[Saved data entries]

Start of Block

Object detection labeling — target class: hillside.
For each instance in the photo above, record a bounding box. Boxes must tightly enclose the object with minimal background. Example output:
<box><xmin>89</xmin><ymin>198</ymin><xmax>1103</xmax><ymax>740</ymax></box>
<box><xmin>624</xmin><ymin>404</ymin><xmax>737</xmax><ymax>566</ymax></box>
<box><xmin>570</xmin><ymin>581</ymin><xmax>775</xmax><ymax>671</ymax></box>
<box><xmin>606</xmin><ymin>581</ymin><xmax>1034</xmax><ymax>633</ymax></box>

End of Block

▶ [DIRECTIONS FOR THIS TASK]:
Write out, please, only the lines from the one with "For each instance" through the last line above, both included and unchanged.

▶ [RESULT OF THIS TASK]:
For each instance in the photo above, record a bounding box. Boxes must tightly enclose the object with minimal background. Example output:
<box><xmin>89</xmin><ymin>198</ymin><xmax>1103</xmax><ymax>740</ymax></box>
<box><xmin>624</xmin><ymin>404</ymin><xmax>737</xmax><ymax>566</ymax></box>
<box><xmin>570</xmin><ymin>581</ymin><xmax>775</xmax><ymax>671</ymax></box>
<box><xmin>606</xmin><ymin>581</ymin><xmax>1034</xmax><ymax>633</ymax></box>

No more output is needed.